## Given task
Print verbatim every line starting at the one that contains "Practice step: find the woman in" and ending at the final line of the records; include both endpoints.

## begin

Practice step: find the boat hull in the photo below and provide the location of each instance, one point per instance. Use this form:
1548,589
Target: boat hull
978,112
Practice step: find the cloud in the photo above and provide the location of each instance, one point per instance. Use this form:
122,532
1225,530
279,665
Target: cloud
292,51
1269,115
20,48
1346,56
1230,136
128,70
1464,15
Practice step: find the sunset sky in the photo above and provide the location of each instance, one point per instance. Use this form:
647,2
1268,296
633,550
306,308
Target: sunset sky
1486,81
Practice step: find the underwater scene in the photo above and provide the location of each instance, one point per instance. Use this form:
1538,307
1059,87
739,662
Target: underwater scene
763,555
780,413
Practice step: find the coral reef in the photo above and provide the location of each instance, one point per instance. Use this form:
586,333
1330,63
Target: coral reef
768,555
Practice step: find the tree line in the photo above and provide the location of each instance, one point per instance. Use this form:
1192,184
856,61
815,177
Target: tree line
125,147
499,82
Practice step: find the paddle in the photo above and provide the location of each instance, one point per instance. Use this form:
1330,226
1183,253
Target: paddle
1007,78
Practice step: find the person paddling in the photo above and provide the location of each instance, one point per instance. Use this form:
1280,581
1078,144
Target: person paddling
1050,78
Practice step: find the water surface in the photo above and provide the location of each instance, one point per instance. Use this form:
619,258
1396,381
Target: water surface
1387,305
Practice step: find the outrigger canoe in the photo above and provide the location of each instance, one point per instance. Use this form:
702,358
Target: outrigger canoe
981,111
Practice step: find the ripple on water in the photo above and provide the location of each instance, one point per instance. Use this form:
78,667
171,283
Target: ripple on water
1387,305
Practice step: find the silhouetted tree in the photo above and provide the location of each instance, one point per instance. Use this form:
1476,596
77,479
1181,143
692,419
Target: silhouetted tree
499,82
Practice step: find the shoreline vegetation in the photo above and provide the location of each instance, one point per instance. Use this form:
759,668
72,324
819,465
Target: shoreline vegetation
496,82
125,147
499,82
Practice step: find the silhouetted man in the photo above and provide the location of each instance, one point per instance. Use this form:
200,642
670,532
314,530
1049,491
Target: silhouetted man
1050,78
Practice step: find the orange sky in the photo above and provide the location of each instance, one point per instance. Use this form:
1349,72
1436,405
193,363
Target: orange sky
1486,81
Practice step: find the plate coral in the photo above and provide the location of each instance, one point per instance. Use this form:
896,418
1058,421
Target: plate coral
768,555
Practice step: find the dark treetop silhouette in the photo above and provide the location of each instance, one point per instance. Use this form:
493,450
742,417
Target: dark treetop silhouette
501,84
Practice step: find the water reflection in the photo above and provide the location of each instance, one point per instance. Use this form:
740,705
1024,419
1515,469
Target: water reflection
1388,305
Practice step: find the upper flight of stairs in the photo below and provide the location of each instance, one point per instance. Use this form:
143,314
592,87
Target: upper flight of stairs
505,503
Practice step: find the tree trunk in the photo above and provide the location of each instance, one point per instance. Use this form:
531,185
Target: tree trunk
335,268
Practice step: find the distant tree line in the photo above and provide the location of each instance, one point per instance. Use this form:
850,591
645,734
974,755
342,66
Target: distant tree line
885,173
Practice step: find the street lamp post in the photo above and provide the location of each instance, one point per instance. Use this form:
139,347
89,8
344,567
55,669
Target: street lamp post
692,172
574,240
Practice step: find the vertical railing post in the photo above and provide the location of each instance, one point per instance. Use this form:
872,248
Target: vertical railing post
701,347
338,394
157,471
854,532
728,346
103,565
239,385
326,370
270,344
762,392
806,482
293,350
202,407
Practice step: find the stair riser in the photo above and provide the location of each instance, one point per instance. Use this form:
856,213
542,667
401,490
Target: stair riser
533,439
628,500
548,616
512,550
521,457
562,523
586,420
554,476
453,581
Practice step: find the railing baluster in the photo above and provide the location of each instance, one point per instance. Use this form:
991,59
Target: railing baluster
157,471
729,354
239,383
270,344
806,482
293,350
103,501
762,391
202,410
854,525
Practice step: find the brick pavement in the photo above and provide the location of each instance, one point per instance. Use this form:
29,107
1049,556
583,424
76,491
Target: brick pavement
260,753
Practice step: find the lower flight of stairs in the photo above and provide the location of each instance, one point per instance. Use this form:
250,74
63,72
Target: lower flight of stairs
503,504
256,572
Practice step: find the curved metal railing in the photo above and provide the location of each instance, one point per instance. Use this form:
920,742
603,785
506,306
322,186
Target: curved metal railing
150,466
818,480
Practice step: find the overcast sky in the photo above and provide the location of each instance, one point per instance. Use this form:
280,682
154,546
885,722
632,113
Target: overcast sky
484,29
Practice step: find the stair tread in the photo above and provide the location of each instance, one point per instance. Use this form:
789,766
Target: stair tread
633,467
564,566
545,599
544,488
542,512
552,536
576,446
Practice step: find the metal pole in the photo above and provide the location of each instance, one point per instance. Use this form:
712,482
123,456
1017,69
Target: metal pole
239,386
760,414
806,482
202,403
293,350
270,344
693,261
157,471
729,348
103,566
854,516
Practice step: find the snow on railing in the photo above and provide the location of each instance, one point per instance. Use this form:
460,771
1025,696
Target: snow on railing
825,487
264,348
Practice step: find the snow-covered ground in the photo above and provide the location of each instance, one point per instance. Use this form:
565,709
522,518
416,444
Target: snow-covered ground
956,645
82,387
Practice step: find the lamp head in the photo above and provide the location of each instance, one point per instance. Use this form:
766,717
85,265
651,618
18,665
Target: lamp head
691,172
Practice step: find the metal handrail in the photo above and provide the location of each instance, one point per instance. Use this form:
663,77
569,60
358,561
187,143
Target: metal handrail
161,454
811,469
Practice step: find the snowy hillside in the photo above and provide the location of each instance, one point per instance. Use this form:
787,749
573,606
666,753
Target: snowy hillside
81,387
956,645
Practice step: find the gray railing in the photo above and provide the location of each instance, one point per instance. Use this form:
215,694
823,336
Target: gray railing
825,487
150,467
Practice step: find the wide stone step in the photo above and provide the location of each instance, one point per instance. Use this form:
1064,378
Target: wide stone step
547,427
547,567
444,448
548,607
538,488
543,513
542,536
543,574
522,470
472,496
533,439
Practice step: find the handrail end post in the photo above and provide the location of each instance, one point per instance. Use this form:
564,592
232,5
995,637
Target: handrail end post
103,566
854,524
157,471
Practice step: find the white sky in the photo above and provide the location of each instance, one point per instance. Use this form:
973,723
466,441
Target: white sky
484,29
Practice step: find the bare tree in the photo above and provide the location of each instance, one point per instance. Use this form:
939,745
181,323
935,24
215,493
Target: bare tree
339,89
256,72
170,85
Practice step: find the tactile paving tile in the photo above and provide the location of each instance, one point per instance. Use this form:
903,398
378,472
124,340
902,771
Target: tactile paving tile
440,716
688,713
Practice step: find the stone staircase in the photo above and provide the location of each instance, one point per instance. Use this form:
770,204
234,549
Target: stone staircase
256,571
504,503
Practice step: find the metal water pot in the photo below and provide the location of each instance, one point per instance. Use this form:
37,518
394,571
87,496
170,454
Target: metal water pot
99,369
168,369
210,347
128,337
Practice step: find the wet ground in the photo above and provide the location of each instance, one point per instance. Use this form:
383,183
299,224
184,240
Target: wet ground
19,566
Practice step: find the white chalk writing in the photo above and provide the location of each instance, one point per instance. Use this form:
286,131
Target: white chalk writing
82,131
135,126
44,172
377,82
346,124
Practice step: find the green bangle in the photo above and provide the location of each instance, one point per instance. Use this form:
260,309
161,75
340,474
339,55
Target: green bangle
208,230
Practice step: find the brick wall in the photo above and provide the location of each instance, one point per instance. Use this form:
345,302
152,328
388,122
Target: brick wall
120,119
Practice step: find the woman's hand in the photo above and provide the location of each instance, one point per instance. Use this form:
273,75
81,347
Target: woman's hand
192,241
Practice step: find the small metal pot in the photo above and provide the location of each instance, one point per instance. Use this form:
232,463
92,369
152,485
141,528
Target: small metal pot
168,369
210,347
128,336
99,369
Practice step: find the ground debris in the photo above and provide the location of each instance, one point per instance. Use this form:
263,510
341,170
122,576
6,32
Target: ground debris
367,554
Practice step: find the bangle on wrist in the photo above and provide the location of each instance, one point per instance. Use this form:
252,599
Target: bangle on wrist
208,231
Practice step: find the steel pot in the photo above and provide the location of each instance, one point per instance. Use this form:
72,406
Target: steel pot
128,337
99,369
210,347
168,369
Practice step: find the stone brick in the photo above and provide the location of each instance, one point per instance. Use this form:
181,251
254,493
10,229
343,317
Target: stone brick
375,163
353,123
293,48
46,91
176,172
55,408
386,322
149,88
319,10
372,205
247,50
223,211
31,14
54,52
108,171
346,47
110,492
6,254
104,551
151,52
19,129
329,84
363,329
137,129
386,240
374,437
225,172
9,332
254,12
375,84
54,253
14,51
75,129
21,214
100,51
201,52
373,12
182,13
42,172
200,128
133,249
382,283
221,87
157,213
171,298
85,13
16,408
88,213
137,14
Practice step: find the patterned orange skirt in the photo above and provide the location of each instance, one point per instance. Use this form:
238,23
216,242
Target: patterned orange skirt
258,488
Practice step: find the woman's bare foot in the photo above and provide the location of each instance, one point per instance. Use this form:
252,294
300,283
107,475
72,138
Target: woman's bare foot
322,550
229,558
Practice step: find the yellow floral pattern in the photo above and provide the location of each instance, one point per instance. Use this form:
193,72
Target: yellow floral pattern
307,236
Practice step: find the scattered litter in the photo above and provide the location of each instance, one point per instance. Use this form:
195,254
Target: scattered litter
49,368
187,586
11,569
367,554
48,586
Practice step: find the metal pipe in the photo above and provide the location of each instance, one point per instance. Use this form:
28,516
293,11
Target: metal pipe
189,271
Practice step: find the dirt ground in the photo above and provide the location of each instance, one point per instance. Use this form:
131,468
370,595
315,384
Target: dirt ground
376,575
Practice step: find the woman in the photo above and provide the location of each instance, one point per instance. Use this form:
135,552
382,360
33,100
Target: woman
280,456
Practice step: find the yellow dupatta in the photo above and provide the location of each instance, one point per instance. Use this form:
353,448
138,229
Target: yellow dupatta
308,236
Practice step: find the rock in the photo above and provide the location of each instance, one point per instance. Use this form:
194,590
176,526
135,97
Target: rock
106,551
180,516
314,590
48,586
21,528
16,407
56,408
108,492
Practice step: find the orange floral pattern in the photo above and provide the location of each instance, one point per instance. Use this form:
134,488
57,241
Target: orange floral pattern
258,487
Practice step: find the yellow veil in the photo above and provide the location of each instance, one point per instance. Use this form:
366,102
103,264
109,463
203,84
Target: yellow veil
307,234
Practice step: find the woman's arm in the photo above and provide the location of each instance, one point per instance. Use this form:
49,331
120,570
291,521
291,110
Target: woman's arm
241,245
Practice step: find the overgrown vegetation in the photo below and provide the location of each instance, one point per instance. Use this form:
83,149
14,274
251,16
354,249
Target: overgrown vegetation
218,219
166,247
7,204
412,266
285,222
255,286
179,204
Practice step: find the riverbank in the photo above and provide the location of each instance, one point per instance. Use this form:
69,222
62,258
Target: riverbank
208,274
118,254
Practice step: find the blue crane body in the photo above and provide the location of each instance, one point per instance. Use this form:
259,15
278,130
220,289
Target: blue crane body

## end

## Output below
Practice step: find the woman in the photo above and provide the location of each instance, one point per instance. Use this form:
135,552
382,360
33,100
Target: woman
280,456
Practice step: find the yellow dupatta in the photo above and provide the location of each instance, one point per instance. Use this form:
353,448
138,229
Target: yellow dupatta
308,236
Practice step: find the rock in the photo above and provide the location of each instance, one point per instance. Use this form:
194,590
176,526
135,97
Target: rock
106,551
180,516
314,590
48,586
21,528
16,407
56,408
108,492
Practice step: find the orange floral pattern in the photo above and provide the location of each instance, one point per instance. Use this form:
134,488
57,241
Target: orange floral pattern
258,487
Practice step: find the yellow veil in the photo above and provide the location of each instance, one point per instance. Use this form:
366,102
103,264
109,463
203,84
Target: yellow veil
307,234
Practice step: find the woman's arm in the photo above and provide the location of each instance, one point per instance. Use this form:
49,331
120,570
291,521
291,110
Target: woman's arm
241,245
Practice step: find the overgrown vegetation in the photo below and provide the location of each instance, one point per instance. Use this form:
83,149
14,274
251,16
354,249
Target: overgrown vegetation
218,219
166,247
7,204
412,266
285,222
255,286
179,204
Practice step: find the riverbank in the photo above and provide the location of each instance, one point per instance. Use this form:
69,222
62,258
Target: riverbank
208,274
118,254
Practice step: find the blue crane body in the photo above and provide the location of each instance, one point per instance. Use this form:
259,15
278,130
220,289
Target: blue crane body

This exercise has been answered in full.